### QUELLTEXT
· · · ·

Böses Prüfungsrechtsurteil des VGH Baden-Württemberg
Ein aufmerksamer Leser hat mich auf die Entscheidung 4 S 1071/08 des Verwaltungsgerichtshofs Baden-Württemberg hingewiesen. Das muß ich mal kommentieren.
Um Urteile zum Prüfungsrecht zu verstehen, muß man einiges an Hintergrundwissen haben. Dazu gehört, daß Professoren in Deutschland normalerweise zu keinem Zeitpunkt das Prüfen und Bewerten lernen. Die Professur ist einer der wenigen Berufe, für die es hier effektiv keine Ausbildung gibt und die fast nur nach Gutdünken und Willkür ausgeübt werden.
Der zweite Punkt ist, daß es vor 1991 in Deutschland so gut wie kein Prüfungsrecht gab, Prüflinge waren den Prüfern und deren Willkür schutzlos ausgeliefert. Ein Professor konnte mit einem Prüfling tun und lassen was er wollte, und es war rechtlich so gut wie gar nicht angreifbar. Schon mehrfach hatten manche Verwaltungsgerichte ein Prüfungsrecht angemahnt, weil die Situation als grob rechtswidrig empfunden wurde, es aber nicht Aufgabe der Verwaltungsgerichte sein könnte, Gesetze zu machen. Das interessierte den Gesetzgeber aber nicht, denn es gibt kein politisches Interesse an fairen Noten. Das will man gar nicht. Damit machte das Bundesverfassungsgericht 1991 dann vorläufig Schluß, indem es mit zwei Entscheidungen das Prüfungsrecht neu ordnete und sich dabei an der Berufsfreiheit aus Art. 12 I GG und der Rechtswegsgarantie aus Art. 19 IV GG orientierte.

· · · ·

### MATERIAL ERKUNDEN
(1) In welchem Jahr ordnete das Bundesverfassungsgericht laut dem Text zum Prüfungsrecht das Prüfungsrecht neu?
(2) Wie lautet der Satz „Um Urteile zum Prüfungsrecht zu verstehen, muß man einiges an Hintergrundwissen haben.“ aus dem Text zum Prüfungsrecht auf Englisch?
(3) Fassen Sie den Absatz im Text zum Prüfungsrecht, der mit „Der zweite Punkt ist“ beginnt, als Liste zusammen und behalten Sie dabei die wesentlichen Fakten bei.

### ZU PRÜFENDE DATEN
· · · ·

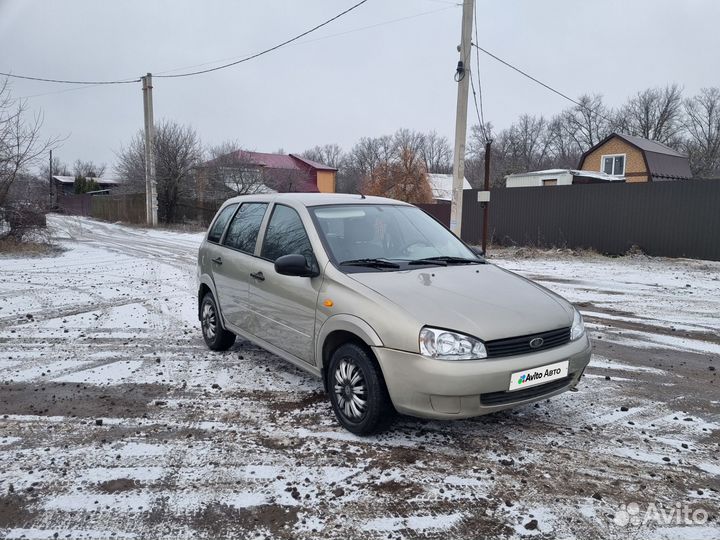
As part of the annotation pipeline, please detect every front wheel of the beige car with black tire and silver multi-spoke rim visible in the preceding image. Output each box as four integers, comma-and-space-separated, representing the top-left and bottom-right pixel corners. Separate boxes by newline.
327, 343, 395, 435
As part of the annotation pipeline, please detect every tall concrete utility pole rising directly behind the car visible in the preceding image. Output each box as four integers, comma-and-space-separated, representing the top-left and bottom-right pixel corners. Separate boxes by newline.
450, 0, 475, 237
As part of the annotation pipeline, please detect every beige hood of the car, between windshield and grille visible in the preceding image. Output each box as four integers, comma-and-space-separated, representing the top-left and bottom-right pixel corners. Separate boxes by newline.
350, 264, 573, 341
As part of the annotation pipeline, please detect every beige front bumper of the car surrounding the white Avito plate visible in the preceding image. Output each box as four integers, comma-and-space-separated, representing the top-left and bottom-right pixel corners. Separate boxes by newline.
373, 335, 591, 419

· · · ·

### ERGEBNISSE
(1) 1991, mit zwei Entscheidungen.

(2) To understand rulings on examination law, one needs a fair amount of background knowledge.

(3)
- Vor 1991 gab es in Deutschland so gut wie kein Prüfungsrecht; Prüflinge waren der Willkür der Prüfer schutzlos ausgeliefert.
- Was ein Professor mit einem Prüfling tat, war rechtlich kaum angreifbar.
- Manche Verwaltungsgerichte mahnten mehrfach ein Prüfungsrecht an, sahen es aber nicht als ihre Aufgabe, Gesetze zu machen.
- Der Gesetzgeber blieb untätig, weil es kein politisches Interesse an fairen Noten gibt.
- 1991 ordnete das Bundesverfassungsgericht das Prüfungsrecht mit zwei Entscheidungen neu, gestützt auf die Berufsfreiheit (Art. 12 I GG) und die Rechtswegsgarantie (Art. 19 IV GG).